> Activity
Type out every line of the data again, exactly.
============================================================
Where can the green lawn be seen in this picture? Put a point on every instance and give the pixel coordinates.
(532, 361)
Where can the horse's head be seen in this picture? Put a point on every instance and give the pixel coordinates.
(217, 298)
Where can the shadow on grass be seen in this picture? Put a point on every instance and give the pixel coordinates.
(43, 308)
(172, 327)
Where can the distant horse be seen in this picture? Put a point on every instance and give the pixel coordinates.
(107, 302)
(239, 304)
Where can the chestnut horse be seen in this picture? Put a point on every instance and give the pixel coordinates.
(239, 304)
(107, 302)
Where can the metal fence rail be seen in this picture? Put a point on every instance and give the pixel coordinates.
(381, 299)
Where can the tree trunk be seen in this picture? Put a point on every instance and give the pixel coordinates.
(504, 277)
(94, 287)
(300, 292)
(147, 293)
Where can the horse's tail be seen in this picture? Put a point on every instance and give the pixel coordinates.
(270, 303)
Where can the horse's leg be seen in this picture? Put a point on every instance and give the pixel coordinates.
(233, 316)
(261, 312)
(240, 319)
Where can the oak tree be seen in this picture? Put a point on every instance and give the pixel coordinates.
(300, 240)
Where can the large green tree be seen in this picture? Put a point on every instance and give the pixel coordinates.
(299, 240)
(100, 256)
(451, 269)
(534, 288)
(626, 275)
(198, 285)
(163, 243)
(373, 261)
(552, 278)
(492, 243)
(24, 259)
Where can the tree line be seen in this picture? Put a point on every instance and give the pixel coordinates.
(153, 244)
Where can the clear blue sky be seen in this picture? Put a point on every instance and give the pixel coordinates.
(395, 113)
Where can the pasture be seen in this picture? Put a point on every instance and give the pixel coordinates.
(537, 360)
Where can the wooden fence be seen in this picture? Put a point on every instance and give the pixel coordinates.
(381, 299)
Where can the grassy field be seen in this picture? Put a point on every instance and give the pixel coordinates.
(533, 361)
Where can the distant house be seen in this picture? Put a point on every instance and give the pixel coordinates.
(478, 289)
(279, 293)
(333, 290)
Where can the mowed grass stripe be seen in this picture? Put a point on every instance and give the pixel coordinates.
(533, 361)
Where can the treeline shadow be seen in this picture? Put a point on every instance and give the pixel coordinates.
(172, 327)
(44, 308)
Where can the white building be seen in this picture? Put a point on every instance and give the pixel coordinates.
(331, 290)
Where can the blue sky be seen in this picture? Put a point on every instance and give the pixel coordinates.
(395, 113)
============================================================
> Task result
Where can the green lawn be seen in this picture? Put a point on every instance and give the pixel coordinates.
(532, 361)
Where can the horse's head be seen in this picture? Put a point on every instance and give the pixel coordinates.
(217, 298)
Where can the shadow on grass be seen in this picture? Put a point on every instance and give the pixel coordinates.
(43, 308)
(172, 327)
Where can the distant horse be seen in this picture? Put a point on every instance and give the pixel coordinates.
(107, 302)
(239, 304)
Where can the chestnut horse be seen in this picture? Put a point on every instance and give the pixel coordinates.
(239, 304)
(107, 302)
Where can the metal fence rail be seen in this picture? Put a point on every instance and give the pixel coordinates.
(381, 299)
Where can the tree trunk be seen in this picture? Put a point on every instance and give the pixel coordinates.
(504, 277)
(94, 287)
(300, 292)
(147, 293)
Where can the horse's tail be seen in this picture? Put a point on every instance and give the pixel coordinates.
(270, 303)
Where can the horse's leg be seen in this picture? Put a point on every instance and give the pixel coordinates.
(233, 316)
(261, 312)
(240, 319)
Where can the oak tree be seen in this picture? Put a point on every instance and give the pixel coordinates.
(300, 240)
Where can the large green tree be seen in this picture? Put a point on every instance and give the pixel coordinates.
(299, 240)
(100, 256)
(451, 269)
(534, 288)
(626, 275)
(198, 285)
(163, 243)
(373, 261)
(552, 278)
(492, 243)
(24, 259)
Where can the tree line be seen in this picture? Put a point on every instance and give the pixel coordinates.
(153, 244)
Where can the clear blue sky be seen in this picture? Put a point on every instance and give the pixel coordinates.
(395, 113)
Where can the pasture be seen in this picture? Put a point on every instance and give the pixel coordinates.
(537, 360)
Where can the wooden fence be seen in this picture? Put a point on every instance and give the pixel coordinates.
(381, 299)
Where can the grassy field be seen in this picture? Put a point on every instance and give the pixel coordinates.
(533, 361)
Where can the distant house be seen in this picture? Put a point on every instance and give the pixel coordinates.
(478, 289)
(279, 293)
(333, 290)
Where can the mowed grass stripe be seen in this picture? Put a point on every instance and give the pixel coordinates.
(533, 361)
Where can the treeline shadow be seen in this picture? Put a point on every instance and give the pixel coordinates.
(172, 327)
(44, 308)
Where can the white building be seen in this picture? Put a point on every instance and give the pixel coordinates.
(331, 290)
Where can the blue sky be seen in this picture? Put a point on every instance and give the pixel coordinates.
(395, 113)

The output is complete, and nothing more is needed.